Segment Start: Data shown

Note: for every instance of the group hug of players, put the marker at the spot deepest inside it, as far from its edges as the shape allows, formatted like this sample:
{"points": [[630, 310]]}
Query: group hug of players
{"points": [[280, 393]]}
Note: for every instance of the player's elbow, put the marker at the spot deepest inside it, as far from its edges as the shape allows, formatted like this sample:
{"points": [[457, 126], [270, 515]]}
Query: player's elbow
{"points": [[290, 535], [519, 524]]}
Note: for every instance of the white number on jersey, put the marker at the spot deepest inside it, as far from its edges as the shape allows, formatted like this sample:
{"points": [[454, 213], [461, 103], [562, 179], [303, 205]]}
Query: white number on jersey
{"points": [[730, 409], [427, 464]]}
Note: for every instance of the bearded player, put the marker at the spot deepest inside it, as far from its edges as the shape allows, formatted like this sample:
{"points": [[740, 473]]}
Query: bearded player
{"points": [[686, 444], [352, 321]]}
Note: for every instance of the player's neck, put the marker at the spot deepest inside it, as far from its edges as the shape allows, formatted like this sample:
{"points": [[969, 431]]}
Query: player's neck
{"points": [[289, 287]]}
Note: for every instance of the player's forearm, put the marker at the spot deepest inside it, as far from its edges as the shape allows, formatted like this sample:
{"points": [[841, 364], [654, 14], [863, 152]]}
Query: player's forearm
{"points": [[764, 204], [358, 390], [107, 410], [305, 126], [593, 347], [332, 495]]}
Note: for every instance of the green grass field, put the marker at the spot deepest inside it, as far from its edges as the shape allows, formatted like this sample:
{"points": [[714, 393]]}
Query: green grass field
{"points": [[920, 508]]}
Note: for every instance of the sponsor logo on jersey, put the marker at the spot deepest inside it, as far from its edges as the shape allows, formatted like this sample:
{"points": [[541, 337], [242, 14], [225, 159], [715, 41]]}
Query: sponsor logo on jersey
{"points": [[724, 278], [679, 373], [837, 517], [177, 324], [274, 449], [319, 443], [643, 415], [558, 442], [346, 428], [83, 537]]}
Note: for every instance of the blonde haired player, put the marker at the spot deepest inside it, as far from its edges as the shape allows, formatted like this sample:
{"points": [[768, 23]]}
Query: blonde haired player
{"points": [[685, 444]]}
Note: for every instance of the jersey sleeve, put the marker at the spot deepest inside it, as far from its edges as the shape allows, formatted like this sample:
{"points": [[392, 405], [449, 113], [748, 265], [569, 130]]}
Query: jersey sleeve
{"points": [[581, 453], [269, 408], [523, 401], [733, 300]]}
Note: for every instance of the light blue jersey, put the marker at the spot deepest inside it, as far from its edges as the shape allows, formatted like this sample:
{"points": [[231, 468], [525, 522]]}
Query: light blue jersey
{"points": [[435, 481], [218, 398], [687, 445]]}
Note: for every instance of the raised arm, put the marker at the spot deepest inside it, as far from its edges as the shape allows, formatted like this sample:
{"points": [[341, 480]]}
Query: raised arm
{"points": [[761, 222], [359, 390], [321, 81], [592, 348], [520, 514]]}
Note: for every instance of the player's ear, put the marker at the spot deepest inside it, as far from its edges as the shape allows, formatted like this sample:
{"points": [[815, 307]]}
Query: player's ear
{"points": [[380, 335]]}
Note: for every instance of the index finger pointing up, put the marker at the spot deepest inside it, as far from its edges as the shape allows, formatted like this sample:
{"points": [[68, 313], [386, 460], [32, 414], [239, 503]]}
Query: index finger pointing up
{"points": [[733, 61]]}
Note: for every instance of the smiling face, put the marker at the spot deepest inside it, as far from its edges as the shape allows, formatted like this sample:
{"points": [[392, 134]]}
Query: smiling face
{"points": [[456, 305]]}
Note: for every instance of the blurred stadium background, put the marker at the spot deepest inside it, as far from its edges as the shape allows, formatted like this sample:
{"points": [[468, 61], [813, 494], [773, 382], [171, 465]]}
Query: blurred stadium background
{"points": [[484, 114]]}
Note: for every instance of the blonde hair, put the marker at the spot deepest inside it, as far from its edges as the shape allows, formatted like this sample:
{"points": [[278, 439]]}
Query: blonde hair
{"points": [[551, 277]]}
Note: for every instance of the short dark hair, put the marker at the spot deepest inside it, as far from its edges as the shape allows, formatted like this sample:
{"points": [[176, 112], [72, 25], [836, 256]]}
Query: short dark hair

Segment End: Data shown

* Aim of the task *
The answer must contain only the lines from the one with "Query: player's ear" to the end of the entries above, each written out exactly.

* Output *
Query: player's ear
{"points": [[380, 335]]}
Note: for every instance of the index finger pointing up, put the marker at the spot deepest inside it, as far from its edges as the shape allows, formatted like this sample:
{"points": [[68, 313], [386, 460], [32, 414], [239, 503]]}
Query: index finger pointing up
{"points": [[733, 61]]}
Note: for every instance of the smiling face, put the marker at the spot deepest inside it, as far from its edges as the shape allows, formatted like this sample:
{"points": [[392, 134]]}
Query: smiling face
{"points": [[456, 305]]}
Note: for every instance of the blurred stadium background, put the marker at the spot deepest inside it, as far from its edges as the shape allows, formatted like this sample:
{"points": [[468, 61], [813, 494], [773, 382], [171, 465]]}
Query: blurred stadium background
{"points": [[484, 114]]}
Note: for every instance of the blonde hair, put the marker at the spot deepest inside it, as far from its edges as the shape allows, formatted like this sample:
{"points": [[278, 439]]}
Query: blonde hair
{"points": [[551, 277]]}
Note: for every instance of the short dark hair, put the marker at the spot deepest inside it, as far from its edges as the shape allows, formatted like this sample:
{"points": [[176, 112], [72, 25], [836, 256]]}
Query: short dark hair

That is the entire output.